Objectif de l'exercice:
Pouvez-vous poursuivre l'entretien ci-dessous sur les aides aux entreprises et le CPE, en reprenant juste après sa dernière phrase ?

Extrait:
Q - Sur un point plus économique maintenant : D. de Villepin avait rassuré en annonçant 72 millions d'aides. Et puis, des voix se sont élevées pour dire qu'elles ne voyaient rien venir...
R - Il ne faut pas [en] rajouter, je l'ai dit à plusieurs reprises, la polémique ne tue pas les moustiques. L'effort annoncé par D. de Villepin est un effort considérable, il allait au-delà des demandes des acteurs économiques. La méthode retenue est une méthode très simple : il y a un fonds de secours de 60 millions, une entreprise en difficulté constitue un dossier, est indemnisée à hauteur de 80 % pour ses déficits d'exploitation, et le chômage partiel, entre la part Etat et la part des partenaires sociaux, monte à 100 %. Permettez-moi de vous dire que les entreprises auront largement les moyens de passer cette crise.
[Deuxième partie]
Q - Les syndicats ont posé un ultimatum au Gouvernement : "Retirez le CPE ou c'est la grève générale". D. de Villepin a dit qu'il ne le retirait pas. Mais combien de temps va-t-il pouvoir tenir ?
R - Le CPE, ce n'est pas un simple contrat, c'est une loi. On n'adresse pas un ultimatum à une loi. Seul ce que le peuple souverain a fait, le peuple souverain peut le défaire, c'est un principe démocratique. C'est la raison pour laquelle et le président de l'Assemblée nationale et le président du Sénat, au nom de ces deux institutions, ont rappelé l'esprit démocratique dans lequel ce débat autour du CPE doit se dérouler. Les manifestations font partie des droits imprescriptibles, l'expression des parlementaires également, et le choix du Gouvernement, comme l'a rappelé le Premier ministre ce matin, c'est à la fois de tenir et de poursuivre les explications, ce que nous faisons.

Données fournies:

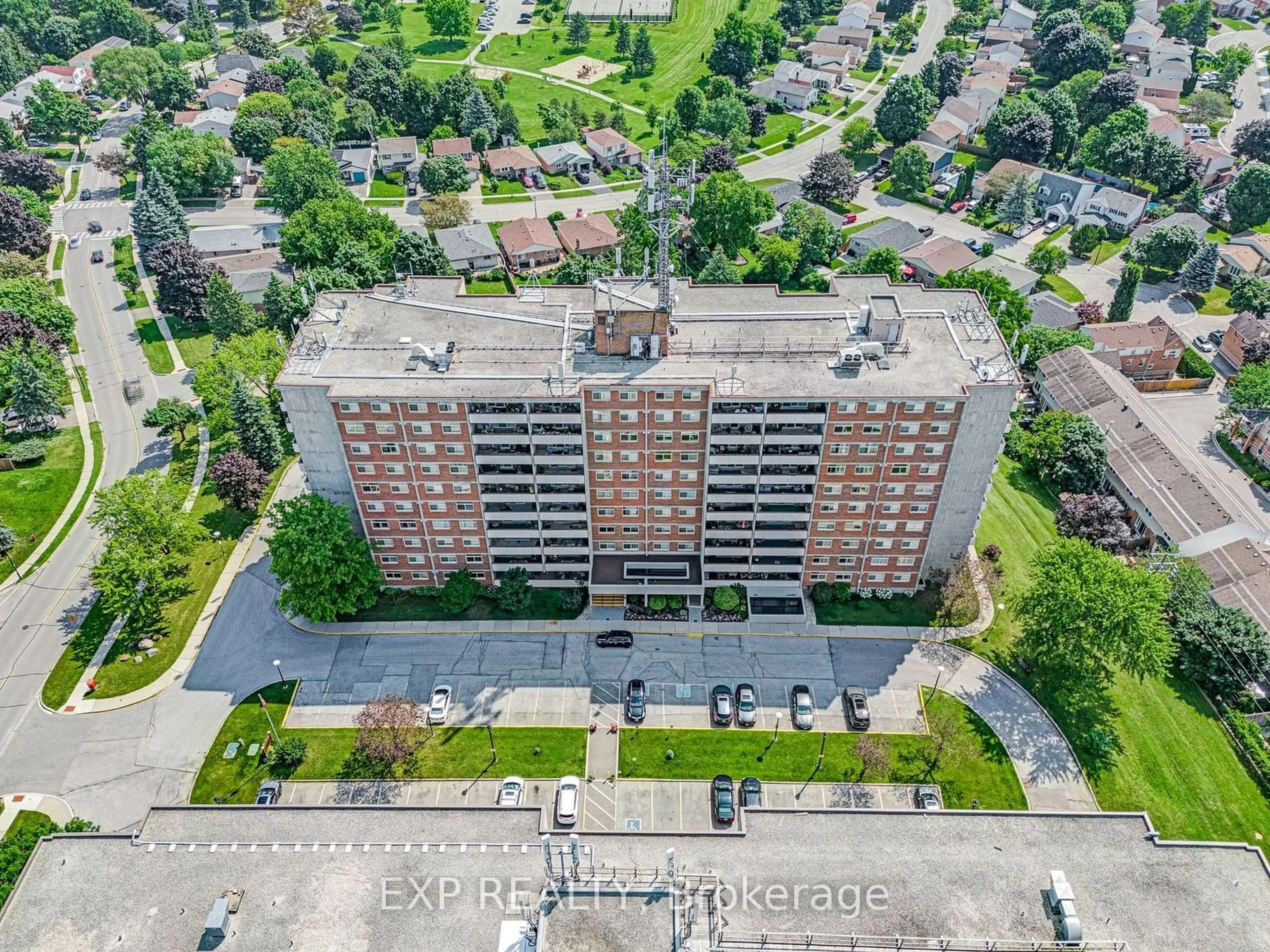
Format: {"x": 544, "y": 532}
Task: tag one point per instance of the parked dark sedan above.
{"x": 723, "y": 803}
{"x": 721, "y": 705}
{"x": 635, "y": 700}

Résultat final:
Q - Mais en même temps, le Premier ministre parle d'améliorer le CPE. Cela veut dire qu'il est améliorable. Le texte n'était donc pas parfait ? Vous ne l'avez pas adopté un peu vite ?
R - Justement, on a déjà voté une série de lois totalement inutiles. Celle-ci fait partie, de mon point de vue, pour l'ancien parlementaire que je suis, des bonnes lois, parce que justement a été prévue dans un article, la possibilité de renforcer le dispositif, de l'adapter, de faire des évaluations, de lui donner des garanties supplémentaires. Cela veut dire quoi ? Cela veut dire qu'on n'a pas besoin d'une nouvelle loi pour un nouveau contrat, cela veut dire qu'on applique la loi, mais qu'en même temps, on entend le message aussi bien de la rue, des étudiants, des organisations syndicales, du patronat, et qu'à l'intérieur de ce texte, les conditions d'un dialogue sont réunies. C'est ce que propose le Gouvernement.
Q - Tout de même, ce Gouvernement a réussi un petit exploit : se mettre à dos tous les syndicats, même la CFDT, qui avait pourtant accepté la réforme des retraites, celle des intermittents. Le syndicat le plus favorable aux réformes est dans l'opposition aujourd'hui. Cela ne vous chiffonne-t-il pas ? Vous n'avez pas l'impression d'être isolés ?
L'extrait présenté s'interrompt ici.